_Instructions for the task_.
Answer these from the red pepper discussion:
(a) Which city was Astor, the maker of the red pepper spice, out of?
(b) How much of the bulk red pepper is added to a 1 pound skillet dinner?
(c) According to the memory of the 70s, how did red pepper compare in heat with cayenne?

_Page_.
##############################

I had a red pepper spice by Astor out of Jacksonville, Florida. They are out of business, now, to my regret. Their pepper was not hot but has a very nice flavor and smell. I would use this spice without having to use salt or any other spice. It would change the smell of meat to delicious even as you sprinkled it on. I have not been able to find anything like it. It was not cayenne nor chili. Just labeled "ground red pepper". I saw on internet the same pepper by Astor "the Tin" for sale, it's very old so I probably will not bother with it. In other words, there was once a ground red pepper spice, not cayenne nor chili.



A generic bulk product labeled and called only "red pepper" is sold very cheaply in most International Markets, Asian and Chinese grocery stores in US.

It is always a very finely ground red powder sold in 500g (and much larger) clear plastic pillow shaped bags that I can never use up. (Normal label just says Brand, "Red Pepper", weight.)

I think it can be used to make the hot flavors when preparing "Chinese" dishes and I use it to add "heat" to any "Chinese Food" that was not made spicy enough.

Careful, this dry power will make you sneeze and irritates the eyes more than finely ground black pepper. Sometimes without even opening it.

It contains it's seeds and is a bit hotter than any crushed red pepper used on Italian food. (Mostly because that "crushed" is more coarsely grated flakes than any coffee grind.)

Every decade or so when it turned brown, I searched for another market that didn't exist long enough for me to get it again.

I add 1/8 teaspoon to a 1 pound skillet dinner.

So, I only buy one of the smallest packages and repack it in a canning jar or a used spice dispenser container saved and washed from something mild enough to use up. (Like Italian seasoning)


Growing up in the 70s, we had spices, refills for sets. We had both red pepper and cayenne pepper spices. Red pepper was just abit more bite than black pepper, but was not half as hot as cayenne. Even into the 80s, bbq restaurants which employed me as a teen had big containers of Red Pepper. Honestly I have no idea which type of peppers were used, but they were not cayenne. I understand the confusion because I have old recipes that call for red pepper and were not particularly warm.


It's just crushed cayenne pepper!

  • Usually crushed means flakes, and if this is calling for ground, I would think they want a powder texture.

##############################

_Data shown_.
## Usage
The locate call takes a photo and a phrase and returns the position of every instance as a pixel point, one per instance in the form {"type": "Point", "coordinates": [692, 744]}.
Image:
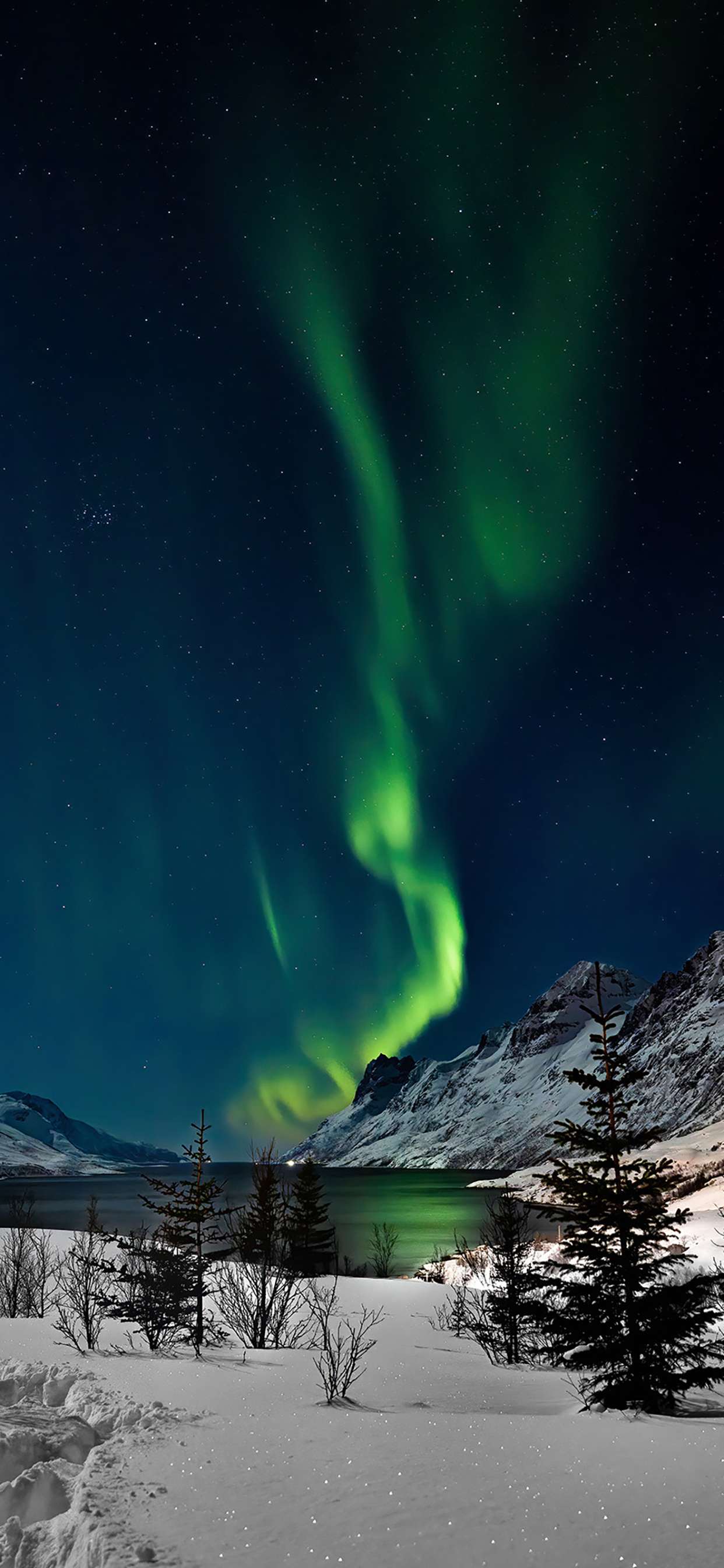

##############################

_Answer to this task_.
(a) Jacksonville, Florida.
(b) 1/8 teaspoon.
(c) It was not half as hot as cayenne.